Updated on September 18, 2022

Comments

  • Gkhan14
    Gkhan14 over 1 year

    I've researched many methods on how to prevent Google/other search engines from crawling a specific directory. The two most popular ones I've seen are:

    1. Adding it into the robots.txt file: Disallow: /directory/
    2. Adding a meta tag: <meta name="robots" content="noindex, nofollow">

    Which method would work the best? I want this directory to remain "invisible" from search engines so it does not affect any of my site's ranking.

    In other words, I want this directory to be neutral/invisible and "just there." I don't want it to affect any ranking. Which method would be the best to achieve this?

  • Gkhan14
    Gkhan14 almost 11 years
    Awesome! Also, by adding this to the robots.txt file, will it make the directory "invisible" to the search engine? Meaning will it not affect the ranking of the other pages on my site.
- - -
→ **What you will do**:
1. Write out the robots.txt discussion again, substituting "visibility" for "ranking". Begin at the words "1. Adding it" and stop after "on my site.".
2. Carry on the robots.txt discussion from its last line.

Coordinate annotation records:
- - -
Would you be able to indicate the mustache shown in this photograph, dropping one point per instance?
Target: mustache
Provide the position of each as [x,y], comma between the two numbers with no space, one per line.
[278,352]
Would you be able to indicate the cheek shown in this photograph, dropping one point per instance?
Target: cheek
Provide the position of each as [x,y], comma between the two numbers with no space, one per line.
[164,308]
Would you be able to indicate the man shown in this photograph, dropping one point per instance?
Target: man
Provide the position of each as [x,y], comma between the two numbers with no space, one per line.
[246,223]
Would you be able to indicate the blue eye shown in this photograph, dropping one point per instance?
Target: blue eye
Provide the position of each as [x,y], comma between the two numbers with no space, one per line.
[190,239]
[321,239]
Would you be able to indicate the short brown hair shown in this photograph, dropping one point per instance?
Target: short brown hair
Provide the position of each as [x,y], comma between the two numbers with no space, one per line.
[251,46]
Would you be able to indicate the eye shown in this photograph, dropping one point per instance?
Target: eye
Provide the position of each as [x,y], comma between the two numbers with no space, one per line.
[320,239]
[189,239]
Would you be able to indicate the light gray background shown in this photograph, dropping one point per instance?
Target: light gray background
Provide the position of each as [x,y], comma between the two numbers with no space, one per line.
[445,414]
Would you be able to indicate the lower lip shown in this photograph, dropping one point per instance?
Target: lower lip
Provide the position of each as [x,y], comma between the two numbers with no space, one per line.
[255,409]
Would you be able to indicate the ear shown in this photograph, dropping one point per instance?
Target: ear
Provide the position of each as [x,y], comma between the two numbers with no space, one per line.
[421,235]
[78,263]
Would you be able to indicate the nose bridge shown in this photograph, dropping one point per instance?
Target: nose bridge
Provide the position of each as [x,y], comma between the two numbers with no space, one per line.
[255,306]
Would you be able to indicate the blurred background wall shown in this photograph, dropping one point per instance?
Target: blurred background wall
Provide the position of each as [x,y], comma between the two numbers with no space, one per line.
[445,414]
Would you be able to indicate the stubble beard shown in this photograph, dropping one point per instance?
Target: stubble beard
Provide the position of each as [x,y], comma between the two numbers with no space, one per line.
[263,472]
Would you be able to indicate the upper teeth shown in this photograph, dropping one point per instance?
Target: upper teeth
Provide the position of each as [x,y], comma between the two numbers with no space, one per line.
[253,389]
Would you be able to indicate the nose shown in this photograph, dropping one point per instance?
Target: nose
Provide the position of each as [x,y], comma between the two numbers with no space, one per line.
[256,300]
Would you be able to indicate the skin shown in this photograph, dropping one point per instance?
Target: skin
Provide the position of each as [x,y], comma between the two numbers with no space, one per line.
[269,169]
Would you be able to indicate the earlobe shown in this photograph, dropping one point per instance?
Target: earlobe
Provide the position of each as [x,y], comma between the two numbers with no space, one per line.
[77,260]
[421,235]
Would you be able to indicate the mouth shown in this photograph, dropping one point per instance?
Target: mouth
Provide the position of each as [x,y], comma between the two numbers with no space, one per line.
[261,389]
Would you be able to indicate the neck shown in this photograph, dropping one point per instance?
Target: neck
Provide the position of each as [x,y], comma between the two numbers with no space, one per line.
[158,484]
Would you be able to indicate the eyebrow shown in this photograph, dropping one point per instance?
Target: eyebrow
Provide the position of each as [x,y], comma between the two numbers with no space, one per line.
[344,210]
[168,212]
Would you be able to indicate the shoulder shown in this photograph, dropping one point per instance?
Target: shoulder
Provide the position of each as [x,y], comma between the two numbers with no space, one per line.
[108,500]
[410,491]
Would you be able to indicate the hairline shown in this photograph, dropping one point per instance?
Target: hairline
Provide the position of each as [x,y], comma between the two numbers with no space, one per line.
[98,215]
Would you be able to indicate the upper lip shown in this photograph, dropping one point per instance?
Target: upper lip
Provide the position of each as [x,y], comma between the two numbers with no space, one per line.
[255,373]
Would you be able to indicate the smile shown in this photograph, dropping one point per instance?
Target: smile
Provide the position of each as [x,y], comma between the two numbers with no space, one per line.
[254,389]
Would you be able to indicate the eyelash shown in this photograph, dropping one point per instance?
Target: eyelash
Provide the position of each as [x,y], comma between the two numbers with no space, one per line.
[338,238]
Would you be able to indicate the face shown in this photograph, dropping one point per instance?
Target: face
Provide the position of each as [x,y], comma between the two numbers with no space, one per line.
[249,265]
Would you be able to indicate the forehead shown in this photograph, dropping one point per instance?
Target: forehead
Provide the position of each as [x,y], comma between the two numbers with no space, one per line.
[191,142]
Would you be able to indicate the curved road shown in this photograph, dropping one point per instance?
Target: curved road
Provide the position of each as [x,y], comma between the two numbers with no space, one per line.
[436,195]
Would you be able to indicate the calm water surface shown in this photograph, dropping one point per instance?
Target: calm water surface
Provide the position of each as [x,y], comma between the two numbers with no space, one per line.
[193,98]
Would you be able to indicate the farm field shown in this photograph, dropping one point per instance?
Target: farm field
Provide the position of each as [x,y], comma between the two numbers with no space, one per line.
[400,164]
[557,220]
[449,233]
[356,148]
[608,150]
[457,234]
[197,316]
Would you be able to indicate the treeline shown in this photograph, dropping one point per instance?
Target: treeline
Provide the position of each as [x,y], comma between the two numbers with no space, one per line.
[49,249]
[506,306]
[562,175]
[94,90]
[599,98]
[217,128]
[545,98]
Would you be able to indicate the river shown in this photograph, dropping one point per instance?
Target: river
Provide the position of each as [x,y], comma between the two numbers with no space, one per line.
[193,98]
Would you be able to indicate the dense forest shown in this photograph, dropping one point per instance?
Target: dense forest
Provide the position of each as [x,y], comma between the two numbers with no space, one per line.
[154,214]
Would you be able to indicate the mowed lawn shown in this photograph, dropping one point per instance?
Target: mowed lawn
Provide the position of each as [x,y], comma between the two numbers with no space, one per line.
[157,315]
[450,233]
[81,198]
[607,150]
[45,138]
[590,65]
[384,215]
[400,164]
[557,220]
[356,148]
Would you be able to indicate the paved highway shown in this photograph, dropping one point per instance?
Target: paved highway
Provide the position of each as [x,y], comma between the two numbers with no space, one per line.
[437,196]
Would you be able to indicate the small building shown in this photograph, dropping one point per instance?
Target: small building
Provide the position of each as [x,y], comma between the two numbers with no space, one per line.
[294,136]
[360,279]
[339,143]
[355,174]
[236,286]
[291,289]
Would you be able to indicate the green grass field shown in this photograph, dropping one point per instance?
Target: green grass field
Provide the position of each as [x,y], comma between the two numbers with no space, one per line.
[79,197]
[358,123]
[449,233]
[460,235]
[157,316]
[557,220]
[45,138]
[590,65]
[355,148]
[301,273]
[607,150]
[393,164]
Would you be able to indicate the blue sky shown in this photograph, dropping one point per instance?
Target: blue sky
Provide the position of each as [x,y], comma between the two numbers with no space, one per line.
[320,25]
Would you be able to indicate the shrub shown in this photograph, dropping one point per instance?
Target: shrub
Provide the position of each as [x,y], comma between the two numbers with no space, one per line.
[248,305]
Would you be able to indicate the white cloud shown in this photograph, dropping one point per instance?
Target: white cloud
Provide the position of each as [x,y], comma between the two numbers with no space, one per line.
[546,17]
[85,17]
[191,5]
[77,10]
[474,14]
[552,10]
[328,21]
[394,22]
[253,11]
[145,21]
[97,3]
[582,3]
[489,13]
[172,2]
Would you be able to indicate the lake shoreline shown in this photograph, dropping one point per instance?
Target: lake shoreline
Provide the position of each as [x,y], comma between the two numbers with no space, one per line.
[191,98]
- - -
→ **Task results**:
1.
1. Adding it into the robots.txt file: Disallow: /directory/
    2. Adding a meta tag: <meta name="robots" content="noindex, nofollow">

    Which method would work the best? I want this directory to remain "invisible" from search engines so it does not affect any of my site's visibility.

    In other words, I want this directory to be neutral/invisible and "just there." I don't want it to affect any visibility. Which method would be the best to achieve this?

  • Gkhan14
    Gkhan14 almost 11 years
    Awesome! Also, by adding this to the robots.txt file, will it make the directory "invisible" to the search engine? Meaning will it not affect the visibility of the other pages on my site.

2.
  • Jorge Fuentes González
    Jorge Fuentes González almost 11 years
    Wait, I'm adding more info. Just read the Google faq and his bot is a bit special with robots.txt.
  • Jorge Fuentes González
    Jorge Fuentes González almost 11 years
    And, in reply about the pagerank, that depends on how Google calculates pagerank exactly and they don't tell much about that when talking about bad practices, but seems that having 'Duplicate content' (Google hates that so much) don't affects your pagerank as long as the page has the nonindex tag, as you can read here: support.google.com/webmasters/answer/66359?hl=en so maybe that works with other practices.
  • Gkhan14
    Gkhan14 almost 11 years
    Thanks! Lastly, do you think it's safe to just place a 404 error for the entire directory in my .htaccess file, according to the IP? This directory is mainly just for me and a few other people.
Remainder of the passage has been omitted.